## start ENTRIES SUPPLIED

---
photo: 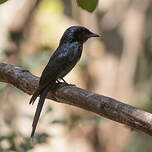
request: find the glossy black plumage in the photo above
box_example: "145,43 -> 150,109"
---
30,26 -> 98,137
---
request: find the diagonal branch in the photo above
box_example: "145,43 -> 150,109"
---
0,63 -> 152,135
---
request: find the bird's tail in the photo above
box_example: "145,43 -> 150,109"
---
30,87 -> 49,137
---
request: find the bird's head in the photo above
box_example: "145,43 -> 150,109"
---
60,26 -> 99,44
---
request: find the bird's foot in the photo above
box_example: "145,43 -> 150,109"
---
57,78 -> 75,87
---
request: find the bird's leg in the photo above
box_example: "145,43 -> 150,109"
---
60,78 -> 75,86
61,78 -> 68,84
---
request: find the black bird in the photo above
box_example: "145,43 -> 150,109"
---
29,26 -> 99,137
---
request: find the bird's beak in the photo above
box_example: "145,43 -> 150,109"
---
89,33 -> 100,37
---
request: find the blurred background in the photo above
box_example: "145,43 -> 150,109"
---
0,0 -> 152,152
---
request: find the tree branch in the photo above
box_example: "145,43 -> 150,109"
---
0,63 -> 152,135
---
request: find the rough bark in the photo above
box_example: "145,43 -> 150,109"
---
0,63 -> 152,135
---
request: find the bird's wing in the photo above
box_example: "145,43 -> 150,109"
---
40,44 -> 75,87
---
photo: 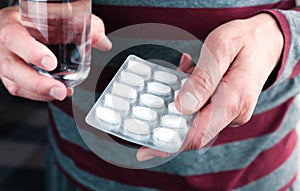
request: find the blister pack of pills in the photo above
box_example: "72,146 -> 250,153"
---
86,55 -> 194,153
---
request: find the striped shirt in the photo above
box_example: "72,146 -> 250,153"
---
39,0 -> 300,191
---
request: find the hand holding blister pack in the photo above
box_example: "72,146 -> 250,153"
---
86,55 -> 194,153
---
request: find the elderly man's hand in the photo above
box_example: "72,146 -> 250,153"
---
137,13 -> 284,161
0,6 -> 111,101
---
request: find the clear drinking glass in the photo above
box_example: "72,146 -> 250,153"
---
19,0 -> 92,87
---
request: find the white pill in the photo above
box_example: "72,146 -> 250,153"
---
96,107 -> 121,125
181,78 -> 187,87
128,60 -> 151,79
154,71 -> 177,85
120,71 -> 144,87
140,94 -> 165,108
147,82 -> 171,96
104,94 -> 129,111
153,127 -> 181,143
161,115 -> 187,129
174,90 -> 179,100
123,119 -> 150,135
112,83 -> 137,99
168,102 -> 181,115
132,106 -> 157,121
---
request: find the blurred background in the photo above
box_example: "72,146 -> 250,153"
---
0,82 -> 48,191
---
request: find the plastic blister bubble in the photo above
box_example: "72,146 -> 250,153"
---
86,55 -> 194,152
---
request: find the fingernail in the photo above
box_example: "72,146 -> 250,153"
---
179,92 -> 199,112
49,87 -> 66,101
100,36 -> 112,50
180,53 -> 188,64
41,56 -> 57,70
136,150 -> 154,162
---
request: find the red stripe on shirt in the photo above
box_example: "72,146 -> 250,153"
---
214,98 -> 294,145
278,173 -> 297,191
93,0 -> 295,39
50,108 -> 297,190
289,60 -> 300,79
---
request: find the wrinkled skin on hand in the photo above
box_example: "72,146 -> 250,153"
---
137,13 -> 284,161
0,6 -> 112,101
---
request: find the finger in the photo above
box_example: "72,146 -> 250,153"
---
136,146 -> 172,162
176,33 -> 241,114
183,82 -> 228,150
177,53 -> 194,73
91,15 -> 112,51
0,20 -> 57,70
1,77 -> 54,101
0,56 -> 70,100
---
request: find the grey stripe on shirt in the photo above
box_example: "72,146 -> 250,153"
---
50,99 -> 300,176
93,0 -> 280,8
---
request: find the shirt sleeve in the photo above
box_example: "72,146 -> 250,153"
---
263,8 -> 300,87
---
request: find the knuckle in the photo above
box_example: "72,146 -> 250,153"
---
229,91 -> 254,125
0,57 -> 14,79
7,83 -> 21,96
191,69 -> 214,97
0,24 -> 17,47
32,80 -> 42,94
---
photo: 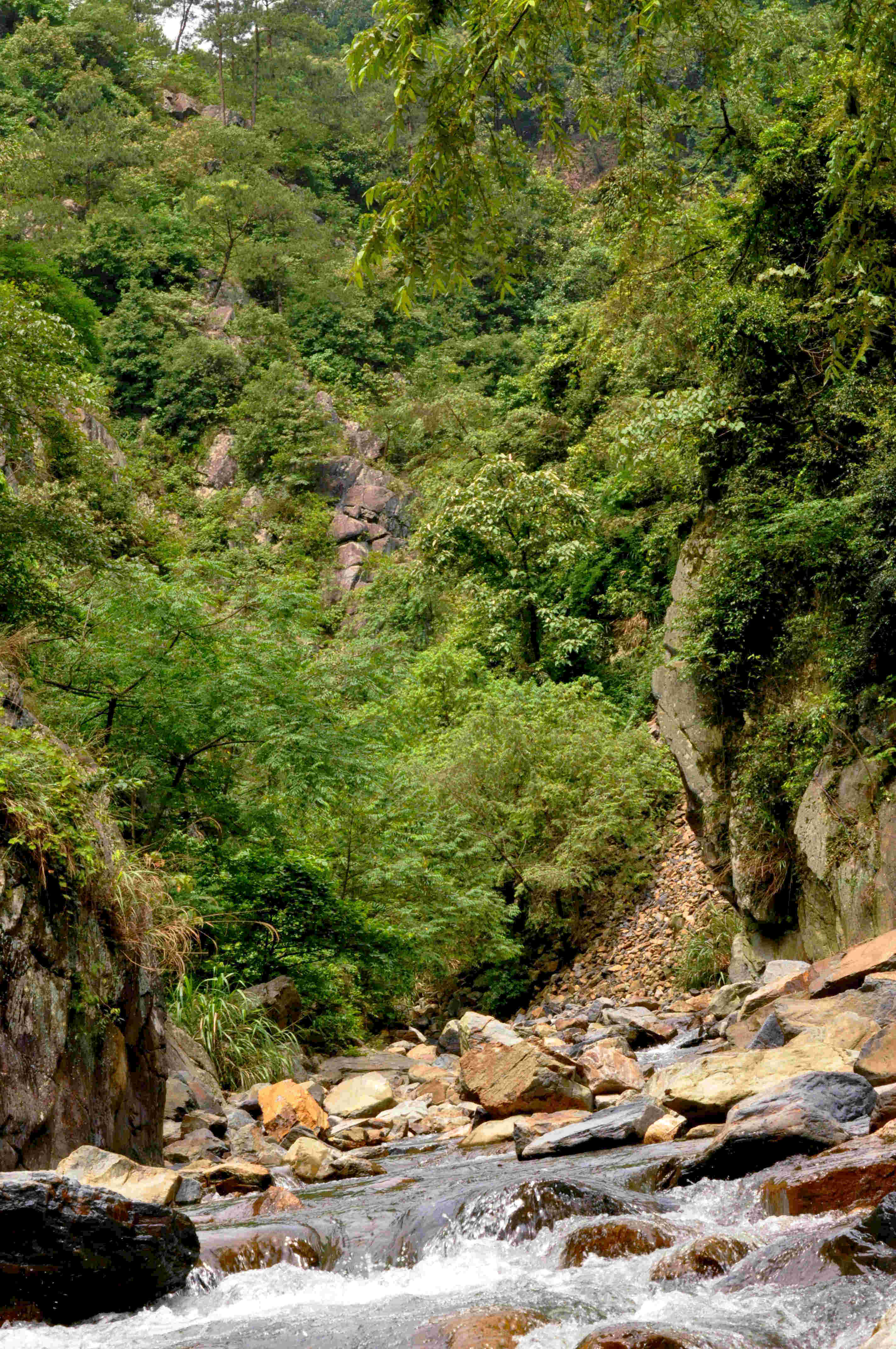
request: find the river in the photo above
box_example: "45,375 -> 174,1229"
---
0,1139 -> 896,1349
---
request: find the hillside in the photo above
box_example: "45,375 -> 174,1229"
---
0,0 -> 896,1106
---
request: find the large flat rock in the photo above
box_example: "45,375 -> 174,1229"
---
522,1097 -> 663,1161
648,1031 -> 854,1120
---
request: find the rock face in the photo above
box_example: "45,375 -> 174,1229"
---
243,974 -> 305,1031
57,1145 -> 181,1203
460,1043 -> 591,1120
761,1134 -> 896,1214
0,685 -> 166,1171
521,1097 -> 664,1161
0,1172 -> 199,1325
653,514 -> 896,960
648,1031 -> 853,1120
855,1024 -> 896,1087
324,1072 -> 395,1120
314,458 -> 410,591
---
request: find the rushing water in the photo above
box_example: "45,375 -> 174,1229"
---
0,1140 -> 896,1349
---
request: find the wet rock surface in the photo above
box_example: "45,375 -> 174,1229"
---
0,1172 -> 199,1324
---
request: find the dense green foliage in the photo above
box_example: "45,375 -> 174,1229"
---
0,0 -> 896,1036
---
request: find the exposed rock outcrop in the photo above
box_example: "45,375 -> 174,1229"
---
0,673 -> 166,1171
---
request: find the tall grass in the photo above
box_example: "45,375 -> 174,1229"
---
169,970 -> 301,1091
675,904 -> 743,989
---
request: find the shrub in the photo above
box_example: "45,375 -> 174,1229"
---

## end ENTRIES SUPPLIED

WORK TO COMPLETE: Recast the data, from its first line through the line holding "29,26 -> 99,137" (both included), as a Markdown table with the columns Row and Line, one numbered row per line and blank lines skipped. Omit the pictures from the table.

EXERCISE RESPONSE:
| Row | Line |
|---|---|
| 1 | --- |
| 2 | photo:  |
| 3 | request: find the glossy black plumage in the photo above |
| 4 | box_example: "145,43 -> 150,109" |
| 5 | --- |
| 6 | 30,26 -> 98,137 |
| 7 | --- |
| 8 | request: find the diagonal branch in the photo above |
| 9 | box_example: "145,43 -> 150,109" |
| 10 | --- |
| 11 | 0,63 -> 152,135 |
| 12 | --- |
| 13 | request: find the bird's tail in the photo above |
| 14 | box_example: "145,43 -> 150,109" |
| 15 | --- |
| 16 | 30,87 -> 49,137 |
| 17 | --- |
| 18 | request: find the bird's head in the photo above |
| 19 | box_example: "145,43 -> 150,109" |
| 20 | --- |
| 21 | 60,26 -> 99,44 |
| 22 | --- |
| 23 | request: find the bird's foot in the photo above |
| 24 | box_example: "145,43 -> 150,109" |
| 25 | --- |
| 26 | 57,78 -> 75,87 |
| 27 | --- |
| 28 | request: find the bird's leg in the photo above |
| 29 | box_example: "145,43 -> 150,109" |
| 30 | --- |
| 31 | 60,78 -> 75,86 |
| 32 | 61,78 -> 68,84 |
| 33 | --- |
| 34 | request: find the black bird in the photo above |
| 35 | box_example: "145,43 -> 150,109" |
| 36 | --- |
| 37 | 29,26 -> 99,137 |